• _Directions for this task_: Apart from the pictures, which must be omitted, restate the data exactly.

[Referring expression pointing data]
# # # # # # #

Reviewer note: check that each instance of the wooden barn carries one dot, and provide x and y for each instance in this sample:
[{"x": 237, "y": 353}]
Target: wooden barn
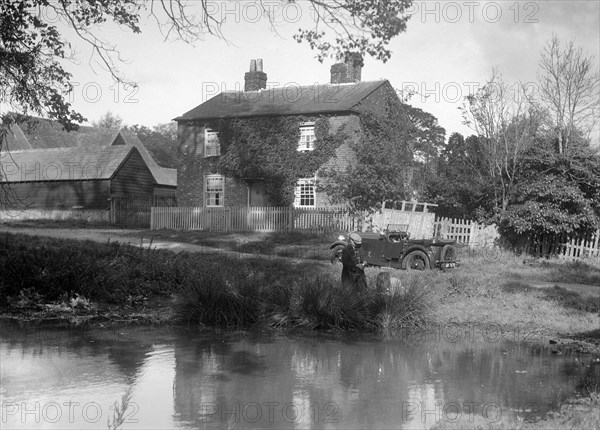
[{"x": 111, "y": 183}]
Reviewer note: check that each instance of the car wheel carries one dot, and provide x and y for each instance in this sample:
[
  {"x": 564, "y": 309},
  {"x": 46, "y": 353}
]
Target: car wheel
[
  {"x": 416, "y": 260},
  {"x": 449, "y": 252}
]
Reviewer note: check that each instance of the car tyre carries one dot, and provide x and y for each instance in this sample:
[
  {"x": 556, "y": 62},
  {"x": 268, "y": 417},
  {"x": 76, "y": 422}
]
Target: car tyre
[
  {"x": 336, "y": 254},
  {"x": 416, "y": 260},
  {"x": 449, "y": 252}
]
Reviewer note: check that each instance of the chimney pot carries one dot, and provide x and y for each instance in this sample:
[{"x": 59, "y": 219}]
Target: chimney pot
[
  {"x": 348, "y": 71},
  {"x": 255, "y": 79}
]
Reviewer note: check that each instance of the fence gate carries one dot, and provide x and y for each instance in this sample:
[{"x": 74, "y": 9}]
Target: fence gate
[{"x": 132, "y": 211}]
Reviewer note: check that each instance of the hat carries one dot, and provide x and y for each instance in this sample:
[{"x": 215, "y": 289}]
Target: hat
[{"x": 355, "y": 237}]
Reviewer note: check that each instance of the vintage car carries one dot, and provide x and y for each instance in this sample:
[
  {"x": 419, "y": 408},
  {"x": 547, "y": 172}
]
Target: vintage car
[{"x": 394, "y": 248}]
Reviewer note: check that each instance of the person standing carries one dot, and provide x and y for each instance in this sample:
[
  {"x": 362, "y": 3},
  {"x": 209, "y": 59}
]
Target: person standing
[{"x": 353, "y": 268}]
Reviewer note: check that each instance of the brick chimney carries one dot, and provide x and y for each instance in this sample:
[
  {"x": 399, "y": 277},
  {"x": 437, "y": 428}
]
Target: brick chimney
[
  {"x": 349, "y": 71},
  {"x": 255, "y": 79}
]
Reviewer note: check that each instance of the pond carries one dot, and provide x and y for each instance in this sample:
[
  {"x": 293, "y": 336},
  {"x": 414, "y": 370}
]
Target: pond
[{"x": 164, "y": 378}]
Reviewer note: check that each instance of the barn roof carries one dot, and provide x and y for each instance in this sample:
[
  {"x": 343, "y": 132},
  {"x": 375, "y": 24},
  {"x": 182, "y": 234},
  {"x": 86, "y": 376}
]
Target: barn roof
[
  {"x": 15, "y": 140},
  {"x": 162, "y": 175},
  {"x": 40, "y": 134},
  {"x": 63, "y": 164},
  {"x": 285, "y": 100}
]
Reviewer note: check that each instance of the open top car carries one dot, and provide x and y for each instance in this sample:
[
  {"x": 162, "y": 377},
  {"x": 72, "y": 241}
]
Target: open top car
[{"x": 394, "y": 248}]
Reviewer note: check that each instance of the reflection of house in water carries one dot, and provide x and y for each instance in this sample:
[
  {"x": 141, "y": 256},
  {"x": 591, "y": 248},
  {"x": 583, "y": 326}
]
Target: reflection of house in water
[{"x": 320, "y": 382}]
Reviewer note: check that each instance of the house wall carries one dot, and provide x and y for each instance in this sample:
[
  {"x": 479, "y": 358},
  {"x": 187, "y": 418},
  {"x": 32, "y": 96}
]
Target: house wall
[
  {"x": 193, "y": 166},
  {"x": 133, "y": 177}
]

# # # # # # #

• _Output_:
Reviewer note: check that each instance of the wooden barn carries one dot, and provide x and y for each instance in this sample:
[{"x": 237, "y": 353}]
Target: wooden barn
[{"x": 111, "y": 183}]
Reviewer note: check that each instance of the car wheel carries one dot, and provide x and y for each instance in this sample:
[
  {"x": 564, "y": 309},
  {"x": 46, "y": 353}
]
Target: car wheel
[
  {"x": 416, "y": 260},
  {"x": 449, "y": 252}
]
Reviewer note: check that each instance of the car tyre carries one dot, and provide x and y for each instance in this sample:
[
  {"x": 556, "y": 62},
  {"x": 268, "y": 417},
  {"x": 76, "y": 422}
]
Target: car tyre
[
  {"x": 336, "y": 254},
  {"x": 416, "y": 260},
  {"x": 449, "y": 252}
]
Reviewer note: check that each instance of the chimney pot carries one dot, and provide x and y for each instance in this sample:
[{"x": 59, "y": 219}]
Target: chimney pot
[
  {"x": 348, "y": 71},
  {"x": 255, "y": 79}
]
Reviewer note: check that each instance of the fence gate carries one dot, and provide x and y for each instance in this sample:
[{"x": 74, "y": 9}]
Target: fence gate
[{"x": 132, "y": 211}]
Reviewer note: check that each instance of the hat carries one dot, and provide x and y for each instance in this sample:
[{"x": 215, "y": 289}]
Target: hat
[{"x": 355, "y": 237}]
Reviewer note: check that each instance of the vintage car carries one dot, and provide x and y for each instance in this sample:
[
  {"x": 419, "y": 408},
  {"x": 547, "y": 172}
]
Target: vintage car
[{"x": 394, "y": 248}]
Reviewer note: check that each instance of the person standing carries one dot, and provide x and y for each instance in this sample:
[
  {"x": 362, "y": 3},
  {"x": 209, "y": 59}
]
Target: person standing
[{"x": 353, "y": 268}]
Reviewer note: check that each instance of the brick chimney carries one dot, and provide x and y for each instance in this sample:
[
  {"x": 399, "y": 277},
  {"x": 437, "y": 428}
]
Target: brick chimney
[
  {"x": 349, "y": 71},
  {"x": 255, "y": 79}
]
Reviewer note: check that each instance of the pond carries one dot, and provide x and y for each instance in this sample:
[
  {"x": 293, "y": 336},
  {"x": 414, "y": 370}
]
Target: pond
[{"x": 164, "y": 378}]
Reviewer note: check that each instance of the barn roof carries one dot, and provide x and y for each instance in this sample:
[
  {"x": 343, "y": 132},
  {"x": 375, "y": 24},
  {"x": 182, "y": 234},
  {"x": 86, "y": 376}
]
Target: barn roof
[
  {"x": 15, "y": 140},
  {"x": 162, "y": 175},
  {"x": 40, "y": 134},
  {"x": 63, "y": 164},
  {"x": 285, "y": 100}
]
Reviewer note: check that each instance of the open top car carries one dot, and provide x and y for each instance in this sample:
[
  {"x": 162, "y": 377},
  {"x": 72, "y": 241}
]
Target: open top car
[{"x": 394, "y": 248}]
Reviewer note: check that each instance of the reflection of house in water carries one dot, and provide x and y for each instance in this sample:
[
  {"x": 141, "y": 256},
  {"x": 591, "y": 248},
  {"x": 583, "y": 326}
]
Target: reflection of house in water
[{"x": 320, "y": 382}]
Reviewer note: check that each instance of the house wall carries one dot, and provide x and y for each instance in this sample:
[
  {"x": 479, "y": 358},
  {"x": 187, "y": 418},
  {"x": 32, "y": 96}
]
Target: house wall
[
  {"x": 193, "y": 166},
  {"x": 133, "y": 177}
]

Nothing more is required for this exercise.